- **Written problem 1**: In the forum thread about redirecting a URL with trailing spaces, what happens to people who follow the bad link?
- **Written problem 2**: Carry on the forum thread about redirecting a URL with trailing spaces from the point where it stops.

- **Passage to read**:
——————————

Forum Moderators: phranque

Message Too Old, No Replies

Redirect URL with White Spaces at End?

         

Planet13

8:05 pm on Jan 2, 2012 (gmt 0)

WebmasterWorld Senior Member 10+ Year Member Top Contributors Of The Month



Hi there, Everyone:

someone linked to my page with a bad URL; their link has a period and two spaces at the end of their href tag. So their code looks something like this:


href="http://www.mydomain.com/mypage.html. "


People following that link get a 404 error.

I can't contact the site to ask them to change the link, so I need to do a redirect / rewrite.

The problem isn't the . that appears after the .html

Instead it is the white spaces that appear after .html.

Thanks in advance.

(Yes, I DID try to contact the site owner and I can't get a response - I don't think they speak English, either).

Planet13

8:16 pm on Jan 2, 2012 (gmt 0)

WebmasterWorld Senior Member 10+ Year Member Top Contributors Of The Month



Ok, well this worked (but I don't know if it is "right" or not...)

I put the file path with the spaces in quotes like this

Redirect 301 "/mypage.html. " http://www.mydomain.com/mypage.html


And it seems to work ok.

Hopefully, I haven't created a BIGGER problem somewhere down the line.

g1smd

8:16 pm on Jan 2, 2012 (gmt 0)

WebmasterWorld Senior Member 10+ Year Member Top Contributors Of The Month



Yes, a simple RewriteRule can fix this.

You might want to also consider redirecting trailing comma etc, in fact anything that an auto-linking function on a forum or blog might accidentally include.

Use RewriteRule with pattern matching for more control. Especially avoid using Redirect or RedirectMatch if your site already has, or ever will have, one or more RewriteRules anywhere else in the configuration.

lucy24

9:51 pm on Jan 2, 2012 (gmt 0)

——————————

- **Given information**:
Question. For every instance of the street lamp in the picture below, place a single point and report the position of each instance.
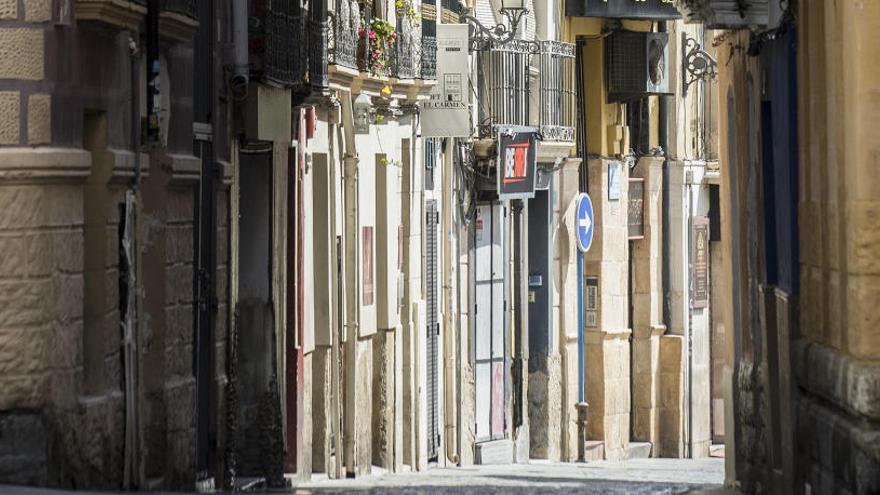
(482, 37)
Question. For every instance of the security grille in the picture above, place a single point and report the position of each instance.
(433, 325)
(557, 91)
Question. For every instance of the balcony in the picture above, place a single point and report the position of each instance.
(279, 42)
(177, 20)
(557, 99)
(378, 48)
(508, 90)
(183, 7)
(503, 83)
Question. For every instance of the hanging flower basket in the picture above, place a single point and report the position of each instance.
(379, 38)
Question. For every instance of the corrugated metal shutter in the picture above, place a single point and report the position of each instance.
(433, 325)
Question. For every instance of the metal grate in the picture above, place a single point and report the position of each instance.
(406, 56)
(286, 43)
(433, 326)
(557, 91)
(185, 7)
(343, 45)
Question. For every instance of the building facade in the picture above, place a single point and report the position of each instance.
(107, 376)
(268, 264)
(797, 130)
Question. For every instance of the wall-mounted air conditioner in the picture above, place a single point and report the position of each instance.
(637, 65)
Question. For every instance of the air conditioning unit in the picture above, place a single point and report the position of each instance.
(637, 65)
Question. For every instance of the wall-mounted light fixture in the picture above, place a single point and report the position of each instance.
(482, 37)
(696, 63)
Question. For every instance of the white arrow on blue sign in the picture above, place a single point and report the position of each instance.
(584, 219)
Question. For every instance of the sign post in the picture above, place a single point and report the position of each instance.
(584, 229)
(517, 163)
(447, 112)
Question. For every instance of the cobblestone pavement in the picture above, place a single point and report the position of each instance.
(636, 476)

——————————

- **Exercise output 1**: They get a 404 error.

- **Exercise output 2**:
WebmasterWorld Senior Member 10+ Year Member Top Contributors Of The Month



Hee. I know that one. One some Forums, the moderators spend half their time fixing links so they don't end in a spurious punctuation mark. Never met a site that felt it was their responsibility to fix it from their end, though ;)

URLs ending in an extension like .html are the easy ones, because you can mop them up globally:

([^.]+\.html).+

redirects to

$1

That is, if there's any stuff whatsoever after the extension (other than a query string, which wouldn't count in mod_rewrite), chop it off.

Be VERY VERY careful with spaces, because they tend to have syntactic meaning and may need to be escaped.

:: thinking about the less-than-ideal variations ::

If the spurious spaces and/or punctuation marks come at the end of the query string, add something to your query-handling routine to strip them off.

If the original link said something like "check out www.example.com!" would it reach your site or would the DNS say "never heard of 'em"?

How about "try www.example.com/, it's great!" You obviously can't say
([^.]+\.html|/).+
because all kinds of things could legitimately follow a /

If you have a blanket redirect looking for
[^\w/]$
(replacing \w with whatever form makes your server happy)
would you get false positives?